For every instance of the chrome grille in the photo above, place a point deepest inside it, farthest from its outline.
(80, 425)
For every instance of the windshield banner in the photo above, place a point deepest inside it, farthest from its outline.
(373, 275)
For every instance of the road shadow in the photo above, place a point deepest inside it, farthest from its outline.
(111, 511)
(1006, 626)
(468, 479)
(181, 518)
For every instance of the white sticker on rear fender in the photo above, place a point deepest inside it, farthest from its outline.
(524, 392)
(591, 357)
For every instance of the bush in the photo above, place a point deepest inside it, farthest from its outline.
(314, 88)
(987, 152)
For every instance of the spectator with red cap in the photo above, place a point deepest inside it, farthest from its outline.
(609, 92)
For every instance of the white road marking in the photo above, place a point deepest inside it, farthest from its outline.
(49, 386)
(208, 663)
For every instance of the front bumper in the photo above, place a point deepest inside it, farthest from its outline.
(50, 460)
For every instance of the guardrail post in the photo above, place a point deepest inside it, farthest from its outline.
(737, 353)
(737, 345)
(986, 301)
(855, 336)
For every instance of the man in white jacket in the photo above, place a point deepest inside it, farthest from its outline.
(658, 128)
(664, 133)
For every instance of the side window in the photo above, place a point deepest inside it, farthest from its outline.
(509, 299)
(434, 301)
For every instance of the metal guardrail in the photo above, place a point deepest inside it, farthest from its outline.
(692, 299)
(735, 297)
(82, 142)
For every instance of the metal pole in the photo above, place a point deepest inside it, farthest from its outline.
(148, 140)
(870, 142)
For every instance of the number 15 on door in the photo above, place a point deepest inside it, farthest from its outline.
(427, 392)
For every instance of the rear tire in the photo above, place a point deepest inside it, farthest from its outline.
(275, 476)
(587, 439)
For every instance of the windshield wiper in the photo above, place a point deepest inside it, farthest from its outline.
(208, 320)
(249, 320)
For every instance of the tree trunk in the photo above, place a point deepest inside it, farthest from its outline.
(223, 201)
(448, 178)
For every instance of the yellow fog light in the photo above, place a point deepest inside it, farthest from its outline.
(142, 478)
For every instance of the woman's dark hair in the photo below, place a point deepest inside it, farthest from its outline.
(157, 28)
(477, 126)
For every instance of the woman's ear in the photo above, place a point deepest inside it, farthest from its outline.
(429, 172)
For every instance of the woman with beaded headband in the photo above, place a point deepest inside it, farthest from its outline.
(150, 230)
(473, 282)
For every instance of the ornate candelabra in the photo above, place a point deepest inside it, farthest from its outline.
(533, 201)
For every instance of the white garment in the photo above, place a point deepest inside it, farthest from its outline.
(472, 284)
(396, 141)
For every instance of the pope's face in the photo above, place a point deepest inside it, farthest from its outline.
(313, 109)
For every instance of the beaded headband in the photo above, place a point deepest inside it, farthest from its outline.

◆ ◆ ◆ ◆

§ **Instructions for the task**
Would you please repeat the lines from the one with "For every instance of the woman's dark" through the last line of the listing above, exactly and with nothing else?

§ **Answer to this problem**
For every instance of the woman's dark hair in the photo below, place a point deepest inside it, farthest from its outline.
(157, 28)
(477, 126)
For every instance of the woman's ear in the photo above, place a point deepest inside it, farthest from its outline.
(429, 172)
For every instance of the woman with beaded headband in the photo above, place a point deepest inside it, farthest from its outline.
(150, 230)
(473, 282)
For every instance of the ornate candelabra in the photo above, place a point deepest inside it, farthest from its outline.
(533, 201)
For every instance of the white garment in the photo above, place a point deepest inside it, farthest from its outline.
(472, 284)
(396, 141)
For every instance of the pope's face in the photo above, place a point deepest inside it, farthest from its outline.
(313, 109)
For every instance of the beaded headband in the photo above, place a point deepest inside it, farthest from its outline.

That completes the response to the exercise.